→ **Activity**
Transcribe exactly everything in the data below from the line containing "locate the white cloud in the photo above" down to the line containing "locate the green tree in the photo above", both lines included and nothing further.
***
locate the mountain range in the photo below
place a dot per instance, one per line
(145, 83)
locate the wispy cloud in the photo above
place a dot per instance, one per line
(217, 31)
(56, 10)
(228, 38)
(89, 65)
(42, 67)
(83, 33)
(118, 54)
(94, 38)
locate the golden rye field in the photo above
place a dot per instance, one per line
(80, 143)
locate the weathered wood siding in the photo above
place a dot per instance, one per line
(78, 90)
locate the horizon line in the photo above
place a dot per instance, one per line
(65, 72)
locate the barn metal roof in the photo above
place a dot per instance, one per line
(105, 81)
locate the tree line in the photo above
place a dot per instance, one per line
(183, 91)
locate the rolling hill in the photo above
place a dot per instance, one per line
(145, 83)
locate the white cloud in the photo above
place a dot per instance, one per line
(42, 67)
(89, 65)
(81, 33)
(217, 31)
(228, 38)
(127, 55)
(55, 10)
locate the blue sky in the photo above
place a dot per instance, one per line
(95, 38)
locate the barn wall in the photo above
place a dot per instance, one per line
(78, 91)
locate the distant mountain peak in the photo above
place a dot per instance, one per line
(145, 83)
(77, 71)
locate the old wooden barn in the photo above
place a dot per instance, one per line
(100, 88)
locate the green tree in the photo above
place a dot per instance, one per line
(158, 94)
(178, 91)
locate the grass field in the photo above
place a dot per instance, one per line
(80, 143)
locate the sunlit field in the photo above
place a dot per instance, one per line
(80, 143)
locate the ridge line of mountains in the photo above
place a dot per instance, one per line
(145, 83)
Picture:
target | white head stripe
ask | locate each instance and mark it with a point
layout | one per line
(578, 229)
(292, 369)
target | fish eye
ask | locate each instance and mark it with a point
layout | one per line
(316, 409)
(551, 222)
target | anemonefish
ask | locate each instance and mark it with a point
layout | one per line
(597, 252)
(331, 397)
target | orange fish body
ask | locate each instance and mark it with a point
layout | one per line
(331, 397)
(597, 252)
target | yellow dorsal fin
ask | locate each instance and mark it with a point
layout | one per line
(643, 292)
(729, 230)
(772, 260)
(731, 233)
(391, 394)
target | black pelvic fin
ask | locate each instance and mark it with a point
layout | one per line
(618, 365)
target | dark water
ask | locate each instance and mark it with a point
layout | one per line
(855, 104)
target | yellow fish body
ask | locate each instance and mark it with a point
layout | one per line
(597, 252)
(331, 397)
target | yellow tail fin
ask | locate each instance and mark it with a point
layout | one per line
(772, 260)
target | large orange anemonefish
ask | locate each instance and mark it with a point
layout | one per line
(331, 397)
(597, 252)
***
→ **Task output**
locate the white cloud in the photo above
place a dot per instance, one per line
(42, 67)
(89, 65)
(81, 33)
(217, 31)
(228, 38)
(127, 55)
(55, 10)
locate the blue sky in the photo above
place a dot per instance, one per line
(95, 38)
locate the barn wall in the photo above
place a dot per instance, one per line
(78, 91)
locate the distant mountain peak in the photo above
place a dot per instance, one per line
(145, 83)
(77, 71)
locate the old wooden barn in the photo above
place a dot per instance, one per line
(100, 88)
locate the green tree in the photo above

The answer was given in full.